— DIRECTIONS —
Rewrite the records below, substituting "jacket" for every occurrence of "vest" and keeping everything else the same. Leave the pictures out of your answer.

[Records for pointing and labeling]

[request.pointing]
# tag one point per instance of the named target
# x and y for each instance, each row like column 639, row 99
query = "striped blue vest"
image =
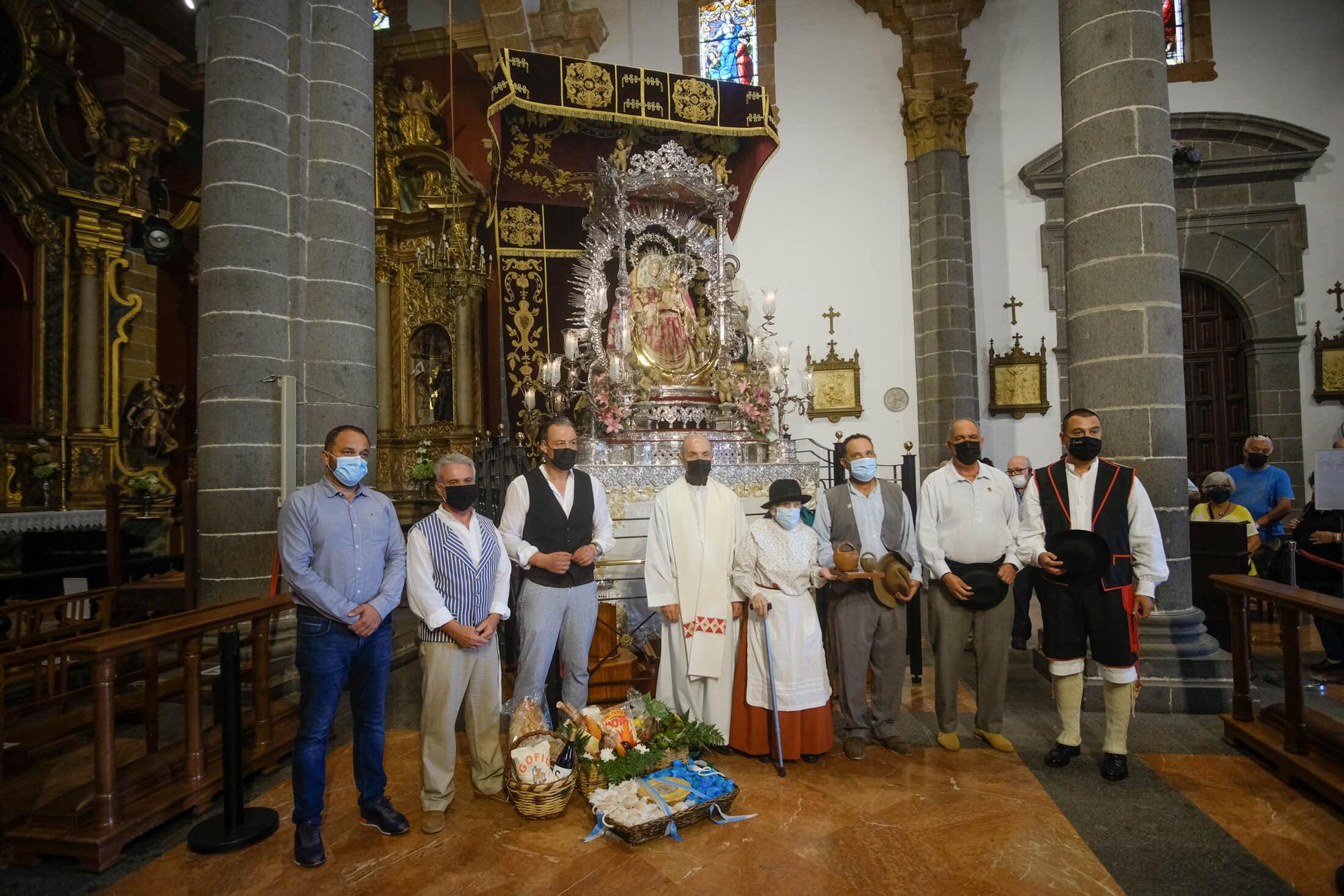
column 467, row 589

— WRITTEN SOLUTION —
[request.pointing]
# tag one point per instance of the named target
# x and y for each instance, each row like column 639, row 99
query = "striped blue jacket"
image =
column 467, row 589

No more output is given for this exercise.